▶ _PROBLEMS AND TASKS_:
**1)** Write out the passage of the A.I.C.O. Incarnation review between "The story is about" and "on her past.", inclusive.
**2)** Continue the A.I.C.O. Incarnation review from where it ends.

▶ _EXTRACT TO READ_:
Friday, March 16, 2018

A.I.C.O. Incarnation (Season 1)

While looking at a list of new offerings from Netflix, I found A.I.C.O. Incarnation.  I tend to put off watching series, as it’s difficult for me to binge.  I don’t like leaving too late for work and I can’t always watch a full hour before leaving the house.  When I saw that A.I.C.O. was only 25 minutes per episode, I decided to give it a shot.

The story is about a young girl, Aiko, who is bound to a wheelchair.  We see her going through rehab and eventually learn that she was in an accident.  The story is set in 2035, several years after a scientific project went awry and created The Matter.  People called divers go in, but don’t always come back out.  Aiko is mourning the loss of her parents and her brother, who we learn were killed because of The Matter.

Aiko’s class gets a new transfer student, Yuya Kanzaki, in her class one day.  It’s odd, as there are two days left in class.  It turns out that this transfer student is there for Aiko.  He manages to escape with her and take her into a border zone, where she meets people that try to fill her in on her past.

▶ _SUPPLIED ENTRIES_:
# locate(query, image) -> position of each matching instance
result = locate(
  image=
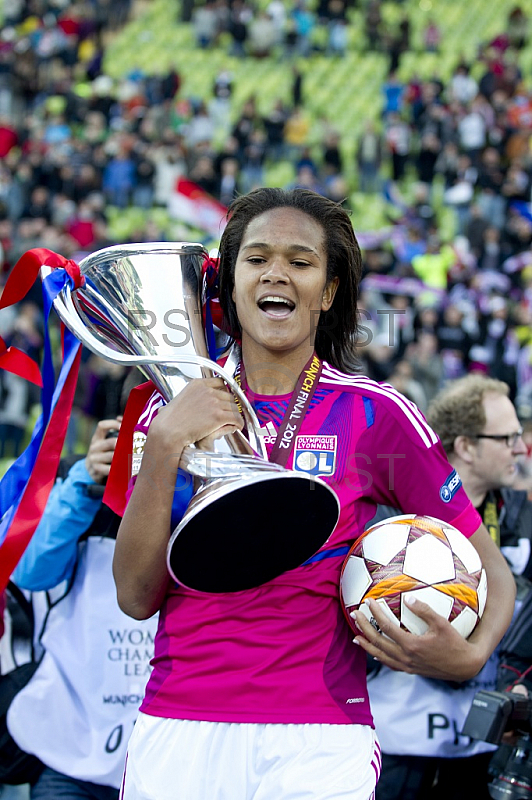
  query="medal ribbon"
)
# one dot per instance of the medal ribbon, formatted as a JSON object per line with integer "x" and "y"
{"x": 297, "y": 407}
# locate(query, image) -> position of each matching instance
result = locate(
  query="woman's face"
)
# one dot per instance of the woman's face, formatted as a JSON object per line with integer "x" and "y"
{"x": 281, "y": 282}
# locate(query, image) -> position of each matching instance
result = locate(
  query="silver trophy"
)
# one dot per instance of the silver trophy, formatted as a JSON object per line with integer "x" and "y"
{"x": 249, "y": 520}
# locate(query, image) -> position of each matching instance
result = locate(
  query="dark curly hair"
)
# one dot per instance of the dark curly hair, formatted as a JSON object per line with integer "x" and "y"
{"x": 336, "y": 330}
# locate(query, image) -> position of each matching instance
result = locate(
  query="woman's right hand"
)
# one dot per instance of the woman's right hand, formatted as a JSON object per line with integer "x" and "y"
{"x": 205, "y": 409}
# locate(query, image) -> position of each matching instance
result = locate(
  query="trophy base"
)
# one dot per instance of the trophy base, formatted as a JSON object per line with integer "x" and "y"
{"x": 249, "y": 531}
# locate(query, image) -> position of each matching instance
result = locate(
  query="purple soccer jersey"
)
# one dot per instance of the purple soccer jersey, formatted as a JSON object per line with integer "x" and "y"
{"x": 283, "y": 652}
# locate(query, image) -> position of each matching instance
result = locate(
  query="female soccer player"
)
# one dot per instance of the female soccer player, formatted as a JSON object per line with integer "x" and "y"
{"x": 261, "y": 694}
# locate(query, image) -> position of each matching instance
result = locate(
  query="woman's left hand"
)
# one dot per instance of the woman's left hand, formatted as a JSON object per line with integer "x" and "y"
{"x": 441, "y": 652}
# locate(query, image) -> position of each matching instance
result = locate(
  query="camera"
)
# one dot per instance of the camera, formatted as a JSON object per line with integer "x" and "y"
{"x": 490, "y": 716}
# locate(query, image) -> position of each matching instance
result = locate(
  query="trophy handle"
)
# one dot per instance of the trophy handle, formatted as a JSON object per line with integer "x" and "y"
{"x": 67, "y": 313}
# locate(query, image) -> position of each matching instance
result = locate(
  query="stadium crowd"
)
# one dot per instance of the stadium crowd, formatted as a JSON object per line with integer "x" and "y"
{"x": 74, "y": 142}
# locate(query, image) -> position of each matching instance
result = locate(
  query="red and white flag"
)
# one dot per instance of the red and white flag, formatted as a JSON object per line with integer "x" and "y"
{"x": 190, "y": 203}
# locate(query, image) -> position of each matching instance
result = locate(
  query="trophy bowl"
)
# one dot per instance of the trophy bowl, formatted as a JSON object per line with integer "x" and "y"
{"x": 249, "y": 520}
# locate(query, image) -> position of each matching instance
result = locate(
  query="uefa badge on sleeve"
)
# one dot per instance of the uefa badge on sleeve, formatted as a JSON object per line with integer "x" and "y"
{"x": 315, "y": 455}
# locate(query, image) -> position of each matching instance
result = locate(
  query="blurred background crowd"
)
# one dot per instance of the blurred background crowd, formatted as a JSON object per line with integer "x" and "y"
{"x": 416, "y": 116}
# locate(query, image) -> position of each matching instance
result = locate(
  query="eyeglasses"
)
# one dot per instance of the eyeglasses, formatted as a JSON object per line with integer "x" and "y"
{"x": 509, "y": 438}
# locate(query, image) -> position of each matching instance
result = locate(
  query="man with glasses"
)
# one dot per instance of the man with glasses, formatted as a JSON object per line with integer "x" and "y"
{"x": 418, "y": 720}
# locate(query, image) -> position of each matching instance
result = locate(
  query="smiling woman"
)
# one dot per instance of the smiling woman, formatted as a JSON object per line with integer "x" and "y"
{"x": 261, "y": 693}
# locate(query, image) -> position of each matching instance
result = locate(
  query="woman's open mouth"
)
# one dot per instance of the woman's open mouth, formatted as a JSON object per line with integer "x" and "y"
{"x": 276, "y": 307}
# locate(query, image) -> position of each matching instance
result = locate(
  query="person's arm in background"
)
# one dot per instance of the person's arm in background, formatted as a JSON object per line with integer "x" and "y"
{"x": 52, "y": 552}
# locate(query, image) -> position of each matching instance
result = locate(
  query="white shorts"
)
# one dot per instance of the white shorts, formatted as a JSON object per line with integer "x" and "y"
{"x": 171, "y": 759}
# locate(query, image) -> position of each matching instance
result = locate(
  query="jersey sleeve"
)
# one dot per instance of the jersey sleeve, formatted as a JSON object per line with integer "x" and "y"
{"x": 53, "y": 549}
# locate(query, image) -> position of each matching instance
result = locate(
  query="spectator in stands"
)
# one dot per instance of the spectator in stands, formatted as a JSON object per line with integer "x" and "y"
{"x": 481, "y": 434}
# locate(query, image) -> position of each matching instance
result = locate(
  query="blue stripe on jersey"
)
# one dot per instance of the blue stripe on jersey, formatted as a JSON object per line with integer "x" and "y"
{"x": 338, "y": 551}
{"x": 369, "y": 410}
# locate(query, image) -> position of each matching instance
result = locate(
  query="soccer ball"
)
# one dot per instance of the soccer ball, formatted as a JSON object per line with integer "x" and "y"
{"x": 413, "y": 556}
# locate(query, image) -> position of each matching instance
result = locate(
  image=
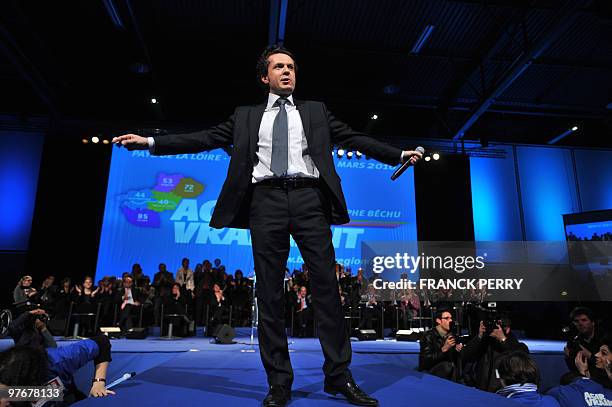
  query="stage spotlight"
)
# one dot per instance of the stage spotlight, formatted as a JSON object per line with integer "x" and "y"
{"x": 563, "y": 135}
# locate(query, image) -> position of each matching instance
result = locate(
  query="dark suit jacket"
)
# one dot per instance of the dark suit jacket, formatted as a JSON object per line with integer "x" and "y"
{"x": 322, "y": 131}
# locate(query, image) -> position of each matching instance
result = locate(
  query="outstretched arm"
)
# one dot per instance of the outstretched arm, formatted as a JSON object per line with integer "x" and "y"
{"x": 209, "y": 139}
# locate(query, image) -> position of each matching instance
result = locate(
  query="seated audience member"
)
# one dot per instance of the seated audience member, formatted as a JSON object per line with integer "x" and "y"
{"x": 587, "y": 341}
{"x": 184, "y": 276}
{"x": 29, "y": 329}
{"x": 485, "y": 351}
{"x": 24, "y": 291}
{"x": 303, "y": 311}
{"x": 64, "y": 297}
{"x": 439, "y": 354}
{"x": 86, "y": 302}
{"x": 129, "y": 299}
{"x": 410, "y": 304}
{"x": 47, "y": 294}
{"x": 369, "y": 308}
{"x": 176, "y": 303}
{"x": 27, "y": 366}
{"x": 584, "y": 391}
{"x": 162, "y": 282}
{"x": 218, "y": 309}
{"x": 520, "y": 377}
{"x": 138, "y": 275}
{"x": 106, "y": 297}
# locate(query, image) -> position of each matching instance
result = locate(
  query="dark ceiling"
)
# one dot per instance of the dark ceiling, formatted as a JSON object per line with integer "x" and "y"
{"x": 506, "y": 70}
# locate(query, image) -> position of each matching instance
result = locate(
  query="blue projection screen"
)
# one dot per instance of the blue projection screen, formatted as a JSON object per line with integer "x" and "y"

▶ _RESPONSES FOR EACH TASK_:
**1)**
The story is about a young girl, Aiko, who is bound to a wheelchair.  We see her going through rehab and eventually learn that she was in an accident.  The story is set in 2035, several years after a scientific project went awry and created The Matter.  People called divers go in, but don’t always come back out.  Aiko is mourning the loss of her parents and her brother, who we learn were killed because of The Matter.

Aiko’s class gets a new transfer student, Yuya Kanzaki, in her class one day.  It’s odd, as there are two days left in class.  It turns out that this transfer student is there for Aiko.  He manages to escape with her and take her into a border zone, where she meets people that try to fill her in on her past.

**2)**
I don’t really want to go into too much detail, as the revelations are what the show seems to have going for it, mostly.  There are fight scenes and some politics, but it’s mostly about Aiko and what she might really be.  There was very little character development.  In some ways, it almost came across like a soap opera.  The characters seemed to exist just t move the drama along, with Aiko being the ultimate McGuffin.

Each episode might have a few minor details doled out or might have one big bombshell.  Not much time is spent on each detail.  I almost expected some dramatic music to play, as something was revealed and the story just moved on.  For instance, it’s revealed that Aiko’s mother and brother might still be alive.  This serves mostly as motivation for Aiko to continue, but she won’t know if it’s the truth until she gets there.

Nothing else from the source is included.